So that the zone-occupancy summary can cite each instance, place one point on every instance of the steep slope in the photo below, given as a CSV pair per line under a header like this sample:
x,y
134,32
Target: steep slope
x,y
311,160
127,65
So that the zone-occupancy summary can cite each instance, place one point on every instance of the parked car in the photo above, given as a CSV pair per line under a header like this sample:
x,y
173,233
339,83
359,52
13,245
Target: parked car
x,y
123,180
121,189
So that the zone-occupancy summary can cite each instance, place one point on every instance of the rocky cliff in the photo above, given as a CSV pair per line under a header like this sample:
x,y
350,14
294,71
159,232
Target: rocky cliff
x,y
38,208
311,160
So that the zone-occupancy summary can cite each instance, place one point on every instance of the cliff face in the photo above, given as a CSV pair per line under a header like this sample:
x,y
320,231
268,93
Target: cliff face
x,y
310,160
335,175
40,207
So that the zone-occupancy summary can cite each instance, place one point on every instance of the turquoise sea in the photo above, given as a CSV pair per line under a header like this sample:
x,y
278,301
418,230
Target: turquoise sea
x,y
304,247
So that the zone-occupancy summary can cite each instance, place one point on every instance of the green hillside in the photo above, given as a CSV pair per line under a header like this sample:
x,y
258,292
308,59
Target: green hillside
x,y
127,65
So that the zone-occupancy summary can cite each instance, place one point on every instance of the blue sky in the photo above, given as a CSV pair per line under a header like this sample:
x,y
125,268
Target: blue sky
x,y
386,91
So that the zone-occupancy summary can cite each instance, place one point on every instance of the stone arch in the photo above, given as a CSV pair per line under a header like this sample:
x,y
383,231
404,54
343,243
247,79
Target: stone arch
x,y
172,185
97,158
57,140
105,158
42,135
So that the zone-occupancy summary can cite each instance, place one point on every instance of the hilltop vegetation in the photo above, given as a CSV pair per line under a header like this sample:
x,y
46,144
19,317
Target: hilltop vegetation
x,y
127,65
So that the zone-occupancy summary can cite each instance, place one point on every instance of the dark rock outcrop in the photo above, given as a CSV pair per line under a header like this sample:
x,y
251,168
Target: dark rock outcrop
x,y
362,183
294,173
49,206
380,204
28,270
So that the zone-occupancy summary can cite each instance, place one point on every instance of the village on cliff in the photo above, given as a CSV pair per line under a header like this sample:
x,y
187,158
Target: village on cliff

EXERCISE DIRECTIONS: The lines to reproduce run from the one that contains "of the dark" through the last line above; copy them exactly.

RESULT FOR THIS EXERCISE:
So that the zone-occupancy summary can cite each instance, place one point on every instance of the dark rock outcrop in the photo above, given as a CSV pair per line under a header like this sample:
x,y
251,168
Target: dark rock outcrop
x,y
362,183
294,173
49,206
380,204
28,270
So that the zone-occupancy summary can cite each instance, place one point on every instance of the village on cliff in the photo above, given as a CSV pair per line under a header like this sample:
x,y
187,158
Target: village on cliff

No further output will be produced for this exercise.